A few lower court decisions have applied erroneously the so-called absolute pollution exclusion to preclude coverage for lead claims. These cases were settled by the insurance companies on appeal so as to preserve the decisions below. See, Oates v. New York, 597 N.Y.S.2d 550 (Ct. Cl. 1993) absolute pollution exclusion barred coverage for in utero injury allegedly arising from ingestion of lead pigment in paint); Kaytes v. Imperial Casualty & Indem Go., No. 93-1573 (E.D. Pa. Jan. 7, 1994) (absolute pollution exclusion barred coverage arising from injury caused by lead pigment in paint).
The Lead Exclusion
In view of the potential liability arising from injuries caused by lead, a number of insurance companies have added lead exclusions to their policies. At least 22 commercial liability insurance companies selling property and casualty insurance in New York have filed for and have been granted approval to add a lead liability exclusion to insurance policies they sell in New York. At least another 18 requests for approval are currently pending.
One court has found that such lead exclusions can preclude coverage. In J. A. M. Assocs. of Baltimore v. Western World Ins. Co., 95 Md. App. 695, 622 A.2d 818 (1993), the Maryland appellate court held that a provision contained in a renewed policy excluding "all losses arising out lead paint poisoning" was valid. The policyholder argued that the addition of the lead exclusion in the renewed policy had not been brought to its attention. Ruling in favor of the insurance company, the court sum that the policyholder was under sufficient notice regarding changes in the policy given differences in the deductible, a change in the premium, and the fact that notice was given to an agent.
Other Policy Exclusions
The sistership exclusion is designed to bar coverage for product recalls. Insurance companies attempt to use this exclusion to bar coverage in lead paint cases. In Sherwin Williams v. Certain Underwriters at Lloyd's London, 813 F. Supp. 576, 587 (N.D. Ohio 1993), the court held that the sistership exclusion precluded coverage for abatement costs in the context of lead pigment in paint. Nevertheless, the court held there was still a duty to defend on the basis of earlier policies which potentially were triggered.

****************

→ WORK INSTRUCTIONS
1. Translate this sentence from the lead insurance passage into Spanish: "One court has found that such lead exclusions can preclude coverage."
2. Please continue the lead insurance passage, starting after its final sentence.
The records are separate from the lead insurance passage.

→ EXTRACTED RECORDS
****************

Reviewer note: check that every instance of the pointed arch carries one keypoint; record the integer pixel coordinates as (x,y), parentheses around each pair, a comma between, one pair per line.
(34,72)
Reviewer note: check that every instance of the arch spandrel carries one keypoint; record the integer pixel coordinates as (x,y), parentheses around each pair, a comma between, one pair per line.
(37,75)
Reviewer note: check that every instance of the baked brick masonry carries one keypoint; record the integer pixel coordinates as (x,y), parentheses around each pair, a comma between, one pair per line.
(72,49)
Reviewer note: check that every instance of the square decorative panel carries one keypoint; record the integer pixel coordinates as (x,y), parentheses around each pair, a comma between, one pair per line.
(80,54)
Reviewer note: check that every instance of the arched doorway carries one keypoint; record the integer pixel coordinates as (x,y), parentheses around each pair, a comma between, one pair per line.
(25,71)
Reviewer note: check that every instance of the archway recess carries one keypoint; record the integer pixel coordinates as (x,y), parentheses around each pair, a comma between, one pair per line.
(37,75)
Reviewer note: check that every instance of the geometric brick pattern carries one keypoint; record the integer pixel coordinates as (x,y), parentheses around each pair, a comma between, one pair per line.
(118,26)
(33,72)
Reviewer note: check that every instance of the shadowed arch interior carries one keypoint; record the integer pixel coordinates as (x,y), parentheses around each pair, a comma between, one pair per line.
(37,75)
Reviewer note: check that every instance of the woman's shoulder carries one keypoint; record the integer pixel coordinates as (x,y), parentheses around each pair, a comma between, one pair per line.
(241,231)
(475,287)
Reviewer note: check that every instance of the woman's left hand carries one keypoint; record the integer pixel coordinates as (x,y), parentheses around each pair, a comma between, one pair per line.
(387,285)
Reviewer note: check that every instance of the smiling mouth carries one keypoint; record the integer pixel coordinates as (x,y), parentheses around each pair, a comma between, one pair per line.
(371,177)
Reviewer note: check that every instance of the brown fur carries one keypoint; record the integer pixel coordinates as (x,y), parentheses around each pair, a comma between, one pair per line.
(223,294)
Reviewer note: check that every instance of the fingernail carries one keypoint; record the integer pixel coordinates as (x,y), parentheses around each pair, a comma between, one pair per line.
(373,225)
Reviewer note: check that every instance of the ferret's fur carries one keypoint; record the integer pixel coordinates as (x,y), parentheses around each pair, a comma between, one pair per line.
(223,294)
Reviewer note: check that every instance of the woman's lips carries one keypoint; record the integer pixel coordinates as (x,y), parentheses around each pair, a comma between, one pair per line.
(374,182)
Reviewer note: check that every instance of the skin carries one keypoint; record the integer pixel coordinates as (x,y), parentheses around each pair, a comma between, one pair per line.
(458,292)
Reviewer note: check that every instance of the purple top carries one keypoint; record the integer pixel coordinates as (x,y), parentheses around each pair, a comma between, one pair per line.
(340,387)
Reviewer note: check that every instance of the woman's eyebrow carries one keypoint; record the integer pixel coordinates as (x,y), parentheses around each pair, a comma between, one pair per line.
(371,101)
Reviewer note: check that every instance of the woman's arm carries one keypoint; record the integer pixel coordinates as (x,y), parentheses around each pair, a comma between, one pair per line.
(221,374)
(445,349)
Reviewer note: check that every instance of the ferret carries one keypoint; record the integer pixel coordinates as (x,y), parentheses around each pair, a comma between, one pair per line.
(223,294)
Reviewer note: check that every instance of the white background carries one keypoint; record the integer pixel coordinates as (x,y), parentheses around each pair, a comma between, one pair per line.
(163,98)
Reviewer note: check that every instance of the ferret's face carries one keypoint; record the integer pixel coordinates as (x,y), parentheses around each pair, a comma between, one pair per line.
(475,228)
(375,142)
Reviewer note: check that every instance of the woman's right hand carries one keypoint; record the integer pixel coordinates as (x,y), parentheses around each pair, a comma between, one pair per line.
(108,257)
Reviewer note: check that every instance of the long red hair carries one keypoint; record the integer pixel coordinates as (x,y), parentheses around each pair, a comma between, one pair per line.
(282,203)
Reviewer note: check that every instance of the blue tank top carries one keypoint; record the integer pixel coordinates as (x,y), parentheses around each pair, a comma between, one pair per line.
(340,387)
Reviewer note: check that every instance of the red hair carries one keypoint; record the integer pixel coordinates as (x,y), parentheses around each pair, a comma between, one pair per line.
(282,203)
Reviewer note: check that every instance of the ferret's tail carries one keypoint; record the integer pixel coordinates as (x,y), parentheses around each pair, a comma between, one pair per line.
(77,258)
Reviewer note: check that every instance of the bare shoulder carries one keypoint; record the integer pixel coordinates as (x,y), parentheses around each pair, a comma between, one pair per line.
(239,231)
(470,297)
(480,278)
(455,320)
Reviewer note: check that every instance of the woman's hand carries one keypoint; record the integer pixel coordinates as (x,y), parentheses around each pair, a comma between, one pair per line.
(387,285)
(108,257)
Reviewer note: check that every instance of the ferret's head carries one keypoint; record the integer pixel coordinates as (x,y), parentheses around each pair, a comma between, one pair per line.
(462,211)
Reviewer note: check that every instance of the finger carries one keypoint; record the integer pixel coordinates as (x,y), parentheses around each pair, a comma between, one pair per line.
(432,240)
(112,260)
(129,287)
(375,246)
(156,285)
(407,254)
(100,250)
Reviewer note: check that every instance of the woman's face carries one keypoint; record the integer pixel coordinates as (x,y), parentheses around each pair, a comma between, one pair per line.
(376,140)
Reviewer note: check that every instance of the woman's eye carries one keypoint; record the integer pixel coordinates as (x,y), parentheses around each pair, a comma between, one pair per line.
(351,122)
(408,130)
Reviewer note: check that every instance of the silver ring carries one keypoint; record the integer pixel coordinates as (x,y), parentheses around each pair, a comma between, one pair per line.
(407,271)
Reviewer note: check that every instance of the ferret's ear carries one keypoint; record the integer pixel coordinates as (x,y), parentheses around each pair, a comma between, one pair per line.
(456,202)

****************

→ RESULTS FOR THE EXERCISE
1. Un tribunal ha determinado que dichas exclusiones por plomo pueden impedir la cobertura.

2.
Insurance companies also try to use the owned product exclusion to avoid liability for lead paint cases. This exclusion is "based on the theory that liability policies are not intended to provide coverage for faulty workmanship, but rather for damage caused by the product to other property." See Stonewall Ins. Co. v. Nat'l Gypsum Co.
Because products containing lead, such as paint containing lead pigment, generally work quite well, the own product/-business risk exception generally would not apply. In NL Industries, Inc. v. Commercial Union Ins. Co., Nos. 90-2124-25 (D.N.J. July 11, 1991), the court held that the business risk exclusion did not apply to injury caused by lead pigment in paint because the product, while inherently dangerous, was not defective.
Liability insurance policies provide coverage for lead cases. Where the bodily injury or property damage has occurred over many years, even though it is not visible, every policy for every policy year provides coverage. The pollution exclusion does not limit coverage for lead cases. Landlords and owners should aggressively seek coverage for their lead liabilities.